* Material provided *
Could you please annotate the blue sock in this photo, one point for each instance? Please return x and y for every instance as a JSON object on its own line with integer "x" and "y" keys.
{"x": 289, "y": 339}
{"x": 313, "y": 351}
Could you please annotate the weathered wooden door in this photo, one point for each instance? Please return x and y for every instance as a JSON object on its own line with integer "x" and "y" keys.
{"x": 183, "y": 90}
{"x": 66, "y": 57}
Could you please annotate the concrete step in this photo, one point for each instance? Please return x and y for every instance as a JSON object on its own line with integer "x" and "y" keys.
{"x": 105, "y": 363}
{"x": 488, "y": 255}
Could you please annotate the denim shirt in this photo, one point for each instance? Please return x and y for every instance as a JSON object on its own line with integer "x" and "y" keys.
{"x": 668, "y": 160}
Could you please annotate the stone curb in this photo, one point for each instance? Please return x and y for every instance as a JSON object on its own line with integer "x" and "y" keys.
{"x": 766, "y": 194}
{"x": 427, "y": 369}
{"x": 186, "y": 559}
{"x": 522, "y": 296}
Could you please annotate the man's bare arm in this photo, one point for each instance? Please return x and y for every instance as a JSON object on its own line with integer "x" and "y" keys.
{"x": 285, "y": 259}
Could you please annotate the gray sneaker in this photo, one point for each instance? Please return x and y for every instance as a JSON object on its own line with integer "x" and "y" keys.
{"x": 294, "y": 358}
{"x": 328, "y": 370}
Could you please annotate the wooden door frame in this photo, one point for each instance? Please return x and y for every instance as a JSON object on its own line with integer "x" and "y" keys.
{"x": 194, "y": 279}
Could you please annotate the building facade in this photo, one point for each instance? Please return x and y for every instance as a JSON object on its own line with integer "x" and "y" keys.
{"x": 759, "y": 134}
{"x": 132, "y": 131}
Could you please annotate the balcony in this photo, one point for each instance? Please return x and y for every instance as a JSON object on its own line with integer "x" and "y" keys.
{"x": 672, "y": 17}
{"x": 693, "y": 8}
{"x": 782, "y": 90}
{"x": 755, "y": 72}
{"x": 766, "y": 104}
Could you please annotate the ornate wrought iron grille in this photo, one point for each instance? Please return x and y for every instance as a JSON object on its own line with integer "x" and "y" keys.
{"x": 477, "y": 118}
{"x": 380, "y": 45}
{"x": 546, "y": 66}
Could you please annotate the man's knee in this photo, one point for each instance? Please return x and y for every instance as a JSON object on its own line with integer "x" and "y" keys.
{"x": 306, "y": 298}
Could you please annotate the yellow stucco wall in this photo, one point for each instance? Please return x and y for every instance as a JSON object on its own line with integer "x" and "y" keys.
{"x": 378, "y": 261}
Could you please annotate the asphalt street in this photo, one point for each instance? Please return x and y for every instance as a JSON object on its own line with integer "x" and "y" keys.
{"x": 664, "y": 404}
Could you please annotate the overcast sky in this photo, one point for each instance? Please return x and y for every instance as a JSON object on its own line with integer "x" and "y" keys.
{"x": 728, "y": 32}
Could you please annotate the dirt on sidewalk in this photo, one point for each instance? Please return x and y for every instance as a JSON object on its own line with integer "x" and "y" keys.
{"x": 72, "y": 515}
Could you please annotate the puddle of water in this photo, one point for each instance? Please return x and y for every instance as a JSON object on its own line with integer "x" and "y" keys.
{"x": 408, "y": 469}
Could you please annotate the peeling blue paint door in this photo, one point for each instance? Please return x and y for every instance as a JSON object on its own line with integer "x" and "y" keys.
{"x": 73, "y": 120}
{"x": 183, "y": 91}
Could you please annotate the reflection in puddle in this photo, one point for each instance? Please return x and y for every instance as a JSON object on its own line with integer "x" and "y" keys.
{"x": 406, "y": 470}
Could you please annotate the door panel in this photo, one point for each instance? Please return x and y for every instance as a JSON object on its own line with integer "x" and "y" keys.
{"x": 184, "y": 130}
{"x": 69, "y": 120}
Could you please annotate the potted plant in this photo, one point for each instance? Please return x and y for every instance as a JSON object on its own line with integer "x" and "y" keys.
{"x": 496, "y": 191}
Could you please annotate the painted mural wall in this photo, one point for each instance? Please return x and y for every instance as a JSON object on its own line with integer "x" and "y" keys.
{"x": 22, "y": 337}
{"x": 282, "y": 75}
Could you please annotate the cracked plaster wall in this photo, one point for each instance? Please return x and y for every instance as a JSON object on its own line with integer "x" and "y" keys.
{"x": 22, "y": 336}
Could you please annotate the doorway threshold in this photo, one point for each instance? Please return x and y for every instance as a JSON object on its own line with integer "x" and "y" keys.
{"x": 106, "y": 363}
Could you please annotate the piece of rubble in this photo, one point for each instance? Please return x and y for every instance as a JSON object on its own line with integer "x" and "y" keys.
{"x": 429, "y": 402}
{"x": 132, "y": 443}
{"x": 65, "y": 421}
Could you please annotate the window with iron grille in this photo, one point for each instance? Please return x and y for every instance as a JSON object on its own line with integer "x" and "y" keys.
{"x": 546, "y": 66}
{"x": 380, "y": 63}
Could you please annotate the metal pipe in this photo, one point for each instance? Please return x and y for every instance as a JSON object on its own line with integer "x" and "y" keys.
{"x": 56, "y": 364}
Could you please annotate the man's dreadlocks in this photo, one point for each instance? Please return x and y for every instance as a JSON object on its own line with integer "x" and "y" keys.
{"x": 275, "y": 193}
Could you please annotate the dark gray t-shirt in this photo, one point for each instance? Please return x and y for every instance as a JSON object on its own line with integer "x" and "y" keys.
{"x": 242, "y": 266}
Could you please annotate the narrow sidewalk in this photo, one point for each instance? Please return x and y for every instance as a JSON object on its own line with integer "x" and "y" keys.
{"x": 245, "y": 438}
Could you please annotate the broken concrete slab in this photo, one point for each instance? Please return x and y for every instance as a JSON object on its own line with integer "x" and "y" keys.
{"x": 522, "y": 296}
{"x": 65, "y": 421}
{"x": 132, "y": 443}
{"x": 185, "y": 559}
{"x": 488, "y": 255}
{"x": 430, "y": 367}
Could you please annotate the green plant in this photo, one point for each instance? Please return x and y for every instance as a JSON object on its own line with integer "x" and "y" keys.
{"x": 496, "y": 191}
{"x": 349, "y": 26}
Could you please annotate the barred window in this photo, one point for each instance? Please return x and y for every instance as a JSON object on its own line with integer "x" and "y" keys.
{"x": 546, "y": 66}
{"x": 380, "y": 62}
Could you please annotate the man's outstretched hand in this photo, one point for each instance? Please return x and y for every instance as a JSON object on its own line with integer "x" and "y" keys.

* What the task asks *
Copy out the data shown above without altering anything.

* Output of the exercise *
Could you please annotate the blue sock in this photo, one point for each instance? Please return x and y for every instance as a JSON object on its own line with integer "x" and "y" keys.
{"x": 289, "y": 339}
{"x": 313, "y": 351}
Could you please annotate the weathered wooden door in this photo, one point for each instance? Please return x and y for every instance as a JSON object on its own line with integer "x" and "y" keys.
{"x": 183, "y": 90}
{"x": 66, "y": 57}
Could you please annotate the concrete step in this photo, one point for each instance? Please return x and y for every instance as a JSON object on its own line with integer "x" and "y" keys.
{"x": 105, "y": 363}
{"x": 488, "y": 255}
Could you please annotate the denim shirt in this photo, one point for each instance? Please return x and y for every instance as a JSON object on its own line with integer "x" and "y" keys.
{"x": 668, "y": 160}
Could you please annotate the stone curb in this photo, one point for each instance? Please return x and y for every instance as a JSON object on its own line with integer "x" and "y" keys.
{"x": 766, "y": 194}
{"x": 427, "y": 369}
{"x": 186, "y": 559}
{"x": 522, "y": 296}
Could you please annotate the man's bare arm in this photo, one point for each instance? Please return x and y for every instance as a JSON object on its own line with integer "x" and "y" keys.
{"x": 285, "y": 259}
Could you please annotate the gray sneaker in this photo, one point for each instance? Please return x and y for every instance as a JSON object on its own line with integer "x" and "y" keys.
{"x": 294, "y": 358}
{"x": 328, "y": 370}
Could you please annotate the wooden door frame in this photo, one point for each instance? Please return x and y for every instance as a JSON object on its own line with integer "x" and "y" keys.
{"x": 194, "y": 279}
Could you please annotate the building facade in this photo, one point for each instance? Please return x and y for every instance as a JSON object on its own line with integer "x" and "y" keys.
{"x": 759, "y": 134}
{"x": 132, "y": 131}
Could you please annotate the balcony in this photo, one point for each instance? Please return x and y for every instance as a JSON object on its own line with integer "x" and "y" keys.
{"x": 672, "y": 17}
{"x": 693, "y": 8}
{"x": 782, "y": 90}
{"x": 755, "y": 72}
{"x": 766, "y": 104}
Could you please annotate the ornate wrought iron grille in this photo, one point for each instance? Please return x and y for every instance as a JSON object on its own line with integer "x" and "y" keys.
{"x": 477, "y": 118}
{"x": 380, "y": 45}
{"x": 546, "y": 66}
Could you please annotate the man's knee in this photo, one point for each instance? Please return x and y for every instance as a JSON object on its own line with integer "x" and "y" keys.
{"x": 306, "y": 298}
Could you please annotate the yellow stucco wall in this photo, one point for each instance? Please return x and y for every instance as a JSON object on its own line with integer "x" and "y" keys.
{"x": 378, "y": 261}
Could you please annotate the asphalt street in this photo, one point for each instance? Please return x and y for every instance as a JSON object on its own line with integer "x" and "y" keys.
{"x": 664, "y": 404}
Could you please annotate the overcast sky in this photo, one point for each instance? Please return x and y for every instance as a JSON object on its own line with integer "x" and "y" keys.
{"x": 728, "y": 32}
Could you please annotate the dirt on sidewalk in this photo, one point for each instance? Please return x and y for every instance as a JSON object on its own line with integer "x" and "y" keys.
{"x": 72, "y": 515}
Could you please annotate the puddle of water in this photo, one point for each instance? Please return x and y for every instance as a JSON object on its own line with integer "x" and "y" keys.
{"x": 408, "y": 469}
Could you please annotate the peeling blue paint door in this photo, one point for each instance? Please return x and y for every instance as a JSON object on its own line with integer "x" and "y" keys.
{"x": 73, "y": 120}
{"x": 183, "y": 91}
Could you please annotate the reflection in puddle in this photo, one point for each instance? Please return x and y for every instance as a JSON object on its own line with integer "x" and "y" keys.
{"x": 406, "y": 470}
Could you please annotate the door panel in this photo, one point for each instance? Please return x and y for every instance as a JSON object on its own line with integer "x" and "y" keys.
{"x": 184, "y": 130}
{"x": 69, "y": 120}
Could you please annotate the potted plant in this photo, one point for each instance? Please return x and y for every instance as a JSON object on its own line with integer "x" and "y" keys.
{"x": 496, "y": 191}
Could you please annotate the painted mural wall in this photo, one point for each instance? Please return x and y for every instance as a JSON object on its own line with integer "x" and "y" keys.
{"x": 22, "y": 337}
{"x": 282, "y": 75}
Could you please annotate the cracked plaster wall in this photo, one point for each instance? Please return x and y for every instance as a JSON object on its own line with integer "x" and "y" keys.
{"x": 22, "y": 336}
Could you please annotate the doorway threshold in this photo, one point for each instance? Please return x and y for every instance as a JSON object on its own line with integer "x" and "y" keys.
{"x": 106, "y": 363}
Could you please annotate the piece of rubble in this photo, one point for each instance? Please return x and y for every instance as a JSON object on its own line with integer "x" and "y" keys.
{"x": 429, "y": 402}
{"x": 132, "y": 443}
{"x": 65, "y": 421}
Could you please annotate the window with iron grille in this photo, one point for each instance? Please return x and y for every instance as a JSON object on its own line with integer "x" and "y" keys.
{"x": 546, "y": 66}
{"x": 380, "y": 63}
Could you please annotate the metal pipe in this photo, one point for each instance? Please return x and y for every instance as a JSON object on its own line with integer "x" and "y" keys.
{"x": 56, "y": 364}
Could you please annotate the man's dreadlocks in this photo, one point for each instance? Please return x and y for every instance as a JSON object on its own line with integer "x" and "y" keys.
{"x": 275, "y": 193}
Could you please annotate the dark gray t-shirt in this photo, one point for each instance? Please return x and y for every instance as a JSON object on its own line with integer "x" and "y" keys.
{"x": 242, "y": 266}
Could you please annotate the narrow sidewalk in this photo, one point for each instance? Please return x and y for every instance as a JSON object on its own line with integer "x" and "y" keys.
{"x": 245, "y": 438}
Could you please annotate the broken concrete slab in this photo, one point for each instance? Please return x and y for every instance as a JSON object on its own line with integer "x" and "y" keys.
{"x": 522, "y": 296}
{"x": 65, "y": 421}
{"x": 132, "y": 443}
{"x": 185, "y": 559}
{"x": 488, "y": 255}
{"x": 430, "y": 367}
Could you please annotate the green plant in this photo, one point for each instance? Please return x and y for every instance as a JSON object on its own line with integer "x" and "y" keys.
{"x": 496, "y": 191}
{"x": 349, "y": 26}
Could you please annotate the barred window in this photo, one point for each instance? Please return x and y for every instance as a JSON object on its own line with integer "x" and "y" keys.
{"x": 546, "y": 66}
{"x": 380, "y": 62}
Could you please annotate the man's outstretched hand in this photo, one point for each instance? Please return x and y for every instance as a JSON object on its own line with integer "x" and "y" keys.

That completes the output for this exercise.